(Saved data entries)
__________________________________________________
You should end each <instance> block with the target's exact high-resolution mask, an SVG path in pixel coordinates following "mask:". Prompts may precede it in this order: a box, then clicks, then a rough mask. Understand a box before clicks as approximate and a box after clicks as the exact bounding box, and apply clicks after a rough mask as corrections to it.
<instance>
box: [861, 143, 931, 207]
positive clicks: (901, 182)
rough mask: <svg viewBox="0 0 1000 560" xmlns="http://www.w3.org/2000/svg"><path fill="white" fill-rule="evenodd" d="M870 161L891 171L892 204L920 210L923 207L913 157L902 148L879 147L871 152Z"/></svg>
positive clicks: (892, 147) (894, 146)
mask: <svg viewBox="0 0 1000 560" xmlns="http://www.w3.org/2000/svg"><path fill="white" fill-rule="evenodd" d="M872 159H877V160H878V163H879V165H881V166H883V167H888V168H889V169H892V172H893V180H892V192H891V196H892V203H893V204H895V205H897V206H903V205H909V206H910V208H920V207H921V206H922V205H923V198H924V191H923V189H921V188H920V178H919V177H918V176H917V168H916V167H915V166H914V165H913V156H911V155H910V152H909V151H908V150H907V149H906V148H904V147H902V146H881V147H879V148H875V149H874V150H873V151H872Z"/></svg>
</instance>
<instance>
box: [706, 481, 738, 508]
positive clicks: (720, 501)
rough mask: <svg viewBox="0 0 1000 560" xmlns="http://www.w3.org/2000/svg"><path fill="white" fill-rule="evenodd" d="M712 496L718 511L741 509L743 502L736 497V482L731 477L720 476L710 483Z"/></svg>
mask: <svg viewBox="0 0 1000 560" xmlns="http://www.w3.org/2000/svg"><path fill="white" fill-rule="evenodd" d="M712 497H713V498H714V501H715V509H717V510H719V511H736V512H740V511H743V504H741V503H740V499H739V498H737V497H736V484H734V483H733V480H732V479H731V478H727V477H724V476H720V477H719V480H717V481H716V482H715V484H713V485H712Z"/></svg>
__________________________________________________
(Task goal)
Nothing in the entries above should differ when you return them in full.

(Solution)
You should end each <instance> block with the target's exact high-resolution mask, an SVG path in pixel coordinates following "mask:". Prompts may precede it in this order: a box, then clicks, then a rough mask. Understand a box before clicks as approximate and a box after clicks as the exact bounding box, and apply clicks after a rough mask as corrections to it.
<instance>
box: [861, 143, 931, 207]
positive clicks: (901, 182)
rough mask: <svg viewBox="0 0 1000 560" xmlns="http://www.w3.org/2000/svg"><path fill="white" fill-rule="evenodd" d="M870 161L891 171L892 204L920 210L923 207L913 157L902 148L879 147L871 152Z"/></svg>
positive clicks: (892, 147) (894, 146)
mask: <svg viewBox="0 0 1000 560" xmlns="http://www.w3.org/2000/svg"><path fill="white" fill-rule="evenodd" d="M872 159H877V160H878V163H879V165H881V166H883V167H888V168H889V169H892V172H893V180H892V192H891V196H892V203H893V204H895V205H897V206H903V205H909V206H910V208H920V207H921V206H922V205H923V198H924V191H923V189H921V188H920V178H919V177H918V176H917V168H916V167H915V166H914V165H913V156H911V155H910V152H909V151H908V150H907V149H906V148H904V147H902V146H881V147H879V148H875V149H874V150H873V151H872Z"/></svg>
</instance>
<instance>
box: [706, 481, 738, 508]
positive clicks: (720, 501)
rough mask: <svg viewBox="0 0 1000 560" xmlns="http://www.w3.org/2000/svg"><path fill="white" fill-rule="evenodd" d="M712 496L718 511L741 509L743 502L736 497V482L731 477L720 476L710 483Z"/></svg>
mask: <svg viewBox="0 0 1000 560" xmlns="http://www.w3.org/2000/svg"><path fill="white" fill-rule="evenodd" d="M712 497H713V498H714V501H715V509H717V510H719V511H736V512H740V511H743V504H741V503H740V499H739V498H737V497H736V484H734V483H733V480H732V479H731V478H727V477H724V476H720V477H719V480H717V481H716V482H715V484H713V485H712Z"/></svg>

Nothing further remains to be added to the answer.